Document:
────────
And you are correct.. I have built gettext no problem on my other servers as well as in a VM... never coming to the same conclusion. 

This is just a strange one   I've never really encountered such a stubborn compile with _ports_. OF COURSE it had to be such a foundation package hehe


----------



## jb_fvwm2 (Jul 11, 2010)

1... copy the two old .so. to /usr/local/lib/compat
2... in /gettext/ "touch __remove_stale_so_files.REMIND"
3... pkg_delete -f /var/db/pkg/gettext- [something] | tee -a gettext.deps
4... /bin/rm -rf work && make install
...
Here, the commands above are mostly coincidental, but the reason
for this post is, I had to deinstall gettext before it would
build.  You might be facing the same issue.


----------



## epoxy (Jul 12, 2010)

jb_fvwm2 said:
			
		

> 1... copy the two old .so. to /usr/local/lib/compat
> 2... in /gettext/ "touch __remove_stale_so_files.REMIND"
> 3... pkg_delete -f /var/db/pkg/gettext- [something] | tee -a gettext.deps
> 4... /bin/rm -rf work && make install



hm, I tried following your suggestion (and plain reinstalling gettext)... but no luck.
────────
Tasks and exercises:
a – Answer these questions about the forum thread on building gettext, one answer per line:
(i) Besides the troublesome machine, where has the first poster built gettext without problems?
(ii) In jb_fvwm2's steps, which directory do the two old .so files get copied to?
(iii) According to jb_fvwm2, what had to be done before gettext would build?
b – Carry the forum thread about the gettext build forward from the point where it ends.
────────
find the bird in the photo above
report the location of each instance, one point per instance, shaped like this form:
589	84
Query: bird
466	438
────────
Answers provided:
a –
(i) On other servers and in a VM.
(ii) /usr/local/lib/compat
(iii) Gettext had to be deinstalled.

b –
jb_fvwm2: Did you get the same error I am experiencing? 

Any debugging ideas? I have looked at the lines of code in question, but I don't see an immediate remedy.  Thanks for all your comments so far.


----------



## jb_fvwm2 (Jul 12, 2010)

no luck?
...
some things I try...
...
deinstalling the port first (sometimes pkg_create first)
building in sh or bash rather than the default shell
rebuilding dependencies
removing non default options
renaming /etc/make.conf
...


----------



## fforu (Jul 19, 2010)

>>> Assuming you're using 7.x <<<<
This error is caused by a rogue /usr/include/spawn.h which might be left over if you previously tried to upgrade to 8.x and then downgraded back to 7.x later.
Remove /usr/include/spawn.h and gettext will build again.
Don't remove /usr/include/spawn.h if you're on 8.x!


----------



## epoxy (Jul 21, 2010)

fforu said:
			
		

> >>> Assuming you're using 7.x <<<<
> This error is caused by a rogue /usr/include/spawn.h which might be left over if you previously tried to upgrade to 8.x and then downgraded back to 7.x later.
> Remove /usr/include/spawn.h and gettext will build again.
> Don't remove /usr/include/spawn.h if you're on 8.x!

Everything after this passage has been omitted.